◆ WHAT IS NEEDED ◆
Copy each line below exactly and leave the pictures out.
— start RECORDS FOR THIS EXERCISE —
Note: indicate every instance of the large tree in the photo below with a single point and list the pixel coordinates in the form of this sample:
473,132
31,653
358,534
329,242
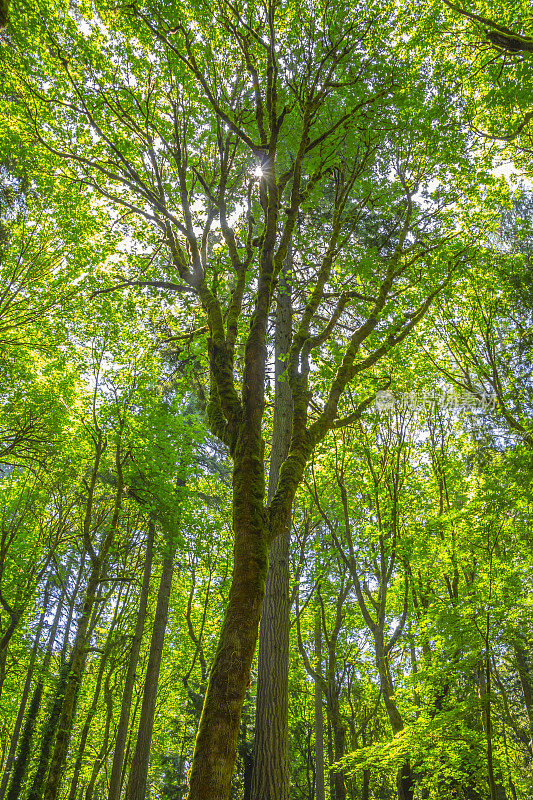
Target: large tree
219,138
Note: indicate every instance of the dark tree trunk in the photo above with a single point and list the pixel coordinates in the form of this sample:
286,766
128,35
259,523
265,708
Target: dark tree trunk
21,764
270,779
320,790
216,743
25,694
136,789
94,704
115,779
78,656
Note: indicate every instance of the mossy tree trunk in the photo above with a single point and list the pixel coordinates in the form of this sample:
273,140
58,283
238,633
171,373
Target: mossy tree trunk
78,655
115,778
21,766
270,779
25,694
136,789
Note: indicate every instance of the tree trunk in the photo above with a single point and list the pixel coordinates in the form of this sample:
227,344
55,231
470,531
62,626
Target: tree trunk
404,777
97,766
136,789
25,694
96,695
270,780
80,647
22,761
320,786
115,779
216,743
525,682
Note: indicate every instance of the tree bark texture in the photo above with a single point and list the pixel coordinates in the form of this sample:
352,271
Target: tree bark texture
25,694
136,789
115,779
22,762
270,780
320,786
216,743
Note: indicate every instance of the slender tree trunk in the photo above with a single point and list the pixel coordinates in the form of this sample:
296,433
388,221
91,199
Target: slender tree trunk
115,779
79,650
270,780
25,694
97,766
525,682
136,789
22,761
320,786
216,743
96,695
404,778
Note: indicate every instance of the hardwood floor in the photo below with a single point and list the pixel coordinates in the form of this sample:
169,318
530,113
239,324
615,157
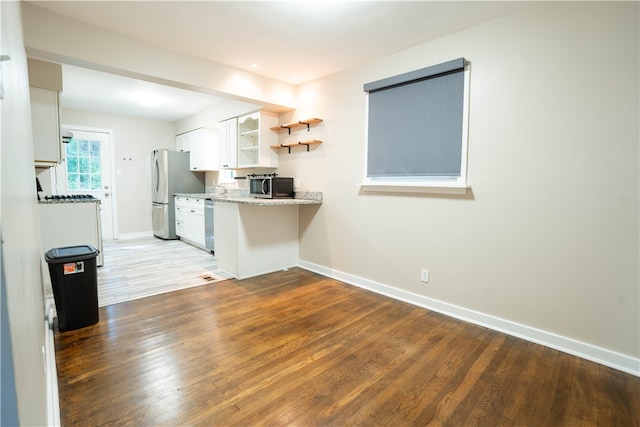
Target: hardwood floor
296,348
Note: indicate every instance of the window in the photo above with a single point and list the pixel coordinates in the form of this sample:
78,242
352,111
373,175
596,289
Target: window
417,129
83,165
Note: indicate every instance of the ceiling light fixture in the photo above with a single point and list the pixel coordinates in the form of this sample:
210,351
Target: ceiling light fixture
148,99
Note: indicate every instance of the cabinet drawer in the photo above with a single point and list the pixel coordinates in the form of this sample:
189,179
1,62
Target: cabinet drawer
179,228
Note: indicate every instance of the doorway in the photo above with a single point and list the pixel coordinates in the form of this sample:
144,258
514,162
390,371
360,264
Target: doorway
86,169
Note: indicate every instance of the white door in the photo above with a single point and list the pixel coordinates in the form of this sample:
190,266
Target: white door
86,169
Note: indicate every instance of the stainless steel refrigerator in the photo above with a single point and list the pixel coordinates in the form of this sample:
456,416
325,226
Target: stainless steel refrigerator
170,174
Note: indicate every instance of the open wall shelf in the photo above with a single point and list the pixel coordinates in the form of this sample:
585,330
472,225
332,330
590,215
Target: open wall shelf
288,145
299,123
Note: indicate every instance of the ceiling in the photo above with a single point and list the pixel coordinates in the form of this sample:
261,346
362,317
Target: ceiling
290,41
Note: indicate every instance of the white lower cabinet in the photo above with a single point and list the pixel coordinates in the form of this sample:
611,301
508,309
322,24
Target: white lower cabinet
190,220
254,240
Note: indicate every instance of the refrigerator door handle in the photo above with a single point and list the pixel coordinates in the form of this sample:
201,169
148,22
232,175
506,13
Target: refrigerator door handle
156,173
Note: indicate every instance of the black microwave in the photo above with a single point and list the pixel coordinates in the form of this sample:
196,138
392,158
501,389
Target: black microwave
271,187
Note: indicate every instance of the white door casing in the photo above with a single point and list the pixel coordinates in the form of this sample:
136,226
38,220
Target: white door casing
105,191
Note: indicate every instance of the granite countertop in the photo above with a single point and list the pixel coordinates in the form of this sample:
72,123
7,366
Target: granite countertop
301,198
67,201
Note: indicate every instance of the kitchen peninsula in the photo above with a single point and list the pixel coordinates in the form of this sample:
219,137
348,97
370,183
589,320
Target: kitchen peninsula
256,236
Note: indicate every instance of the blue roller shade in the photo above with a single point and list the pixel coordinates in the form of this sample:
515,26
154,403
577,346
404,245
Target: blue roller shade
415,122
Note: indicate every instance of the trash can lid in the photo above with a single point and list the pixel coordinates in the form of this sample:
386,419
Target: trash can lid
70,253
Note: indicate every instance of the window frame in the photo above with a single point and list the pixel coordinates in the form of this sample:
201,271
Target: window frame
423,184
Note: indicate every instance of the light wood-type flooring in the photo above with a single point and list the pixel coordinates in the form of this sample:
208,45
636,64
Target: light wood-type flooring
296,348
138,268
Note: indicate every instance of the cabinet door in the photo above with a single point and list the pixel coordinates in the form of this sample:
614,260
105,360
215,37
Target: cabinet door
45,121
182,142
228,144
204,150
255,139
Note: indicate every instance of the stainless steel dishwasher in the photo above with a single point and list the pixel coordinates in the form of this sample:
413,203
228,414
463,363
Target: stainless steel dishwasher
208,225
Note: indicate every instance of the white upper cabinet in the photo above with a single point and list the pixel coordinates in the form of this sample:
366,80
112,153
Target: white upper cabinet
202,145
255,140
228,143
45,122
45,84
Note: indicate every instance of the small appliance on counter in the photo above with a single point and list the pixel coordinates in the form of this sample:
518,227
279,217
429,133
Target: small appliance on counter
270,186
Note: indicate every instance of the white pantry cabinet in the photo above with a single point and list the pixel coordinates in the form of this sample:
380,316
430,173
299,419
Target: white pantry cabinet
202,147
45,120
190,220
228,144
45,85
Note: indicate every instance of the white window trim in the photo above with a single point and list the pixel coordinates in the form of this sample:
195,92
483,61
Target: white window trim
424,185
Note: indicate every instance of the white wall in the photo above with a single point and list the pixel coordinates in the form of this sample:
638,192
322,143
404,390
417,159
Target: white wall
61,39
133,141
548,236
20,232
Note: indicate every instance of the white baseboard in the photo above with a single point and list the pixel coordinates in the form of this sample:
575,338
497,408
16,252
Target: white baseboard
568,345
53,403
134,235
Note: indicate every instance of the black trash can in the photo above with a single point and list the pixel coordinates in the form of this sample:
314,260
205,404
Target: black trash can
74,278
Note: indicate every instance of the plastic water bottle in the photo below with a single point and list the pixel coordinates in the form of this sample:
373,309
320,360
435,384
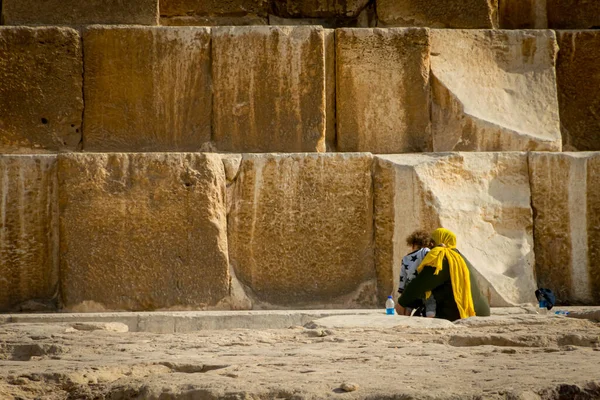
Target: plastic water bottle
542,310
389,306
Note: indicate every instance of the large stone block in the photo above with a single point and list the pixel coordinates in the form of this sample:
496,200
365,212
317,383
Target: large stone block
483,197
41,98
573,14
522,14
269,89
439,14
578,77
78,12
147,89
566,203
142,231
383,90
300,230
214,12
28,230
494,90
318,8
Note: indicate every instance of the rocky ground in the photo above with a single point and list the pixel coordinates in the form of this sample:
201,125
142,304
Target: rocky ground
519,356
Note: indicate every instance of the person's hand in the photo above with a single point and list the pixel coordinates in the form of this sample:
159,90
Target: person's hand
399,309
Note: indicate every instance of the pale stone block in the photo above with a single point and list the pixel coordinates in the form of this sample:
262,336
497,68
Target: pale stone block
213,12
494,90
41,98
573,14
318,8
143,231
484,198
578,77
300,230
269,89
439,13
80,12
566,203
523,14
147,89
28,230
383,90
— end RECORDS FOR THIS EXERCISE —
◆ FINISHED EXERCISE ◆
Note: indicate every instance of the large tree in the photo below with a single point and list the pixel coordinates in the form of this sample:
473,132
31,653
358,534
329,242
Target: large tree
219,138
Note: indicate every instance of the dark tree trunk in the photo above with a single point and list the pixel coordinates in the form of this sample:
286,766
128,35
259,523
265,708
Target: dark tree trunk
21,764
270,779
320,790
216,743
25,694
136,789
94,704
115,779
78,656
Note: indicate every instance of the mossy tree trunk in the photo above with a single point and list the pixel coordinates in the form of this sample:
273,140
58,283
238,633
171,373
Target: mossy tree trunk
78,655
115,778
21,766
270,779
25,694
136,789
Note: indicate every instance of the tree trunk in the photo above with a single point and list the pixel coordinates in the form of this sample:
227,344
55,231
470,531
62,626
Target: tree trunk
404,777
97,766
136,789
25,694
96,695
270,780
80,647
22,761
320,786
115,779
216,743
525,682
Note: indicate every instance of the tree bark texture in the photo above with a single point and list the pixel coordinates in the form of this sample:
352,271
Target: tree bark texture
25,694
136,789
115,779
22,762
270,780
320,786
216,743
Note: indicate every instance of the slender tree trunk in the photo above with a single point and list the pixel coordinates in the form of this sample:
296,433
388,221
91,199
Target: slender tree trunk
115,779
79,650
270,780
25,694
97,766
525,682
136,789
22,761
320,786
216,743
96,695
404,778
Note: indicate every instance of the hardwood floor in the photo below with a single point and list the pixel coordinates in the form of this sample:
169,318
530,113
239,324
615,157
Target: hardwood floor
296,348
Note: indicate every instance of the window in the photo above with a single point and list the pixel coordinates in the form of this sample:
78,242
352,111
373,175
596,289
Target: window
417,129
83,165
Note: indicate every instance of the ceiling light fixture in the photo above with a single point and list the pixel coordinates in the form of this sample:
210,351
Target: ceiling light fixture
148,99
Note: indicate every instance of the cabinet drawer in the photo above with a single point and list the pixel coordinates in the form of this sample:
189,179
1,62
Target: cabinet drawer
179,228
Note: indicate every instance of the doorway in the photo above with a single point and list the pixel coordinates in the form of this sample:
144,258
514,162
390,371
360,264
Target: doorway
86,169
Note: indicate every instance of the white door in the photo above with a single point and list the pixel coordinates in the form of this sample:
190,266
Target: white door
86,169
Note: indicate every instance of the stainless steel refrigerator in the photo above with a single point and list the pixel coordinates in the form of this sample:
456,416
325,226
Target: stainless steel refrigerator
170,174
Note: indicate every instance of the open wall shelf in the photo above with a single point and list the pixel coordinates in the form of this sample:
585,330
472,225
332,330
590,215
Target: open wall shelf
288,145
299,123
Note: indicate every instance of the ceiling in the photo above with a single point and list the pixel coordinates in the form of this sample:
261,346
362,317
Target: ceiling
290,41
Note: indicate every instance of the white lower cabinet in the photo above with a single point and list the pixel coordinates in the form of this sample:
611,301
508,309
322,24
Target: white lower cabinet
190,220
254,240
Note: indicate every instance of the refrigerator door handle in the photo above with a single point and list the pixel coordinates in the form of this sample:
201,169
148,22
232,175
506,13
Target: refrigerator door handle
156,173
Note: indicate every instance of the black microwave in the photo above with a single point and list the pixel coordinates in the form of this sample:
196,138
392,158
501,389
Target: black microwave
271,187
Note: indicate every instance of the white door casing in the photo above with a single point and list the pixel coordinates in the form of this sample:
136,226
38,220
Target: white door casing
105,191
Note: indicate every instance of the granite countertop in the photo above with a single point and list the pixel coordinates in the form of this sample:
72,123
7,366
Target: granite countertop
301,198
67,201
Note: indicate every instance of the kitchen peninsula in the photo above with a single point and list the pixel coordinates in the form of this sample:
219,137
348,97
370,183
589,320
Target: kitchen peninsula
256,236
Note: indicate every instance of the blue roller shade in the photo above with a single point and list the pixel coordinates in the form of this sample:
515,26
154,403
577,346
404,245
Target: blue roller shade
415,122
Note: indicate every instance of the trash can lid in the photo above with a single point and list the pixel coordinates in the form of this sample:
386,419
Target: trash can lid
70,253
Note: indicate every instance of the window frame in the photo above with a single point and list the pixel coordinates in the form of this sample:
201,271
Target: window frame
423,184
Note: indicate every instance of the light wood-type flooring in the photo above with a single point and list the pixel coordinates in the form of this sample:
208,45
636,64
Target: light wood-type flooring
296,348
138,268
Note: indicate every instance of the cabinet door in the photo above with a single point and list the pixel coordinates in the form of this sample:
614,260
105,360
215,37
Target: cabinet door
45,121
182,142
228,144
204,150
255,139
Note: indicate every instance of the stainless steel dishwasher in the photo above with a single point and list the pixel coordinates in the form of this sample:
413,203
228,414
463,363
Target: stainless steel dishwasher
208,225
Note: indicate every instance of the white upper cabinet in the photo above with a single point and list the pixel coordinates in the form of this sample:
366,80
112,153
Target: white upper cabinet
202,145
255,140
228,143
45,122
45,84
Note: indicate every instance of the small appliance on counter in the photo above with a single point and list the pixel coordinates in the form of this sample:
518,227
279,217
429,133
Target: small appliance on counter
270,186
Note: indicate every instance of the white pantry cabinet in the photo above with a single point and list the pixel coordinates in the form of this sample:
380,316
430,173
299,419
Target: white pantry cabinet
202,147
45,120
190,220
228,144
45,85
Note: indicate every instance of the white window trim in the photo above with a single point and list the pixel coordinates in the form of this sample:
195,92
483,61
Target: white window trim
424,185
Note: indicate every instance of the white wall in the photo above with a single point and list the pixel coordinates in the form of this sample:
638,192
322,143
404,390
417,159
Target: white wall
61,39
133,141
548,236
20,232
Note: indicate every instance of the white baseboard in the photo above with a single point and list the pixel coordinates in the form of this sample:
575,338
497,408
16,252
Target: white baseboard
568,345
53,403
134,235
Note: indicate every instance of the black trash can in the photo above with a single point and list the pixel coordinates in the form of this sample:
314,260
205,404
Target: black trash can
74,278
Note: indicate every instance of the plastic water bottle in the photo below with a single point and list the pixel coordinates in the form of this sample:
373,309
320,360
435,384
Target: plastic water bottle
542,310
389,306
Note: indicate every instance of the large stone block in the photo above with a single point and list the pixel coordinates in the form of this sample:
496,200
365,212
317,383
Target: large stone block
483,197
41,98
573,14
522,14
269,89
439,14
578,77
78,12
147,89
566,203
142,231
383,90
300,230
214,12
28,230
494,90
318,8
Note: indicate every instance of the rocky ground in the photo above with a single point and list the pixel coordinates in the form of this sample:
201,125
142,304
Target: rocky ground
519,356
Note: indicate every instance of the person's hand in the photo above with a single point and list the pixel coordinates in the form of this sample:
159,90
Target: person's hand
399,309
Note: indicate every instance of the pale stone block in the photo above with a single point and list the pixel coordinates in the form of this sample:
262,336
497,68
Target: pale stone block
213,12
494,90
41,98
573,14
318,8
143,231
484,198
578,77
300,230
269,89
439,13
80,12
566,203
523,14
147,89
28,230
383,90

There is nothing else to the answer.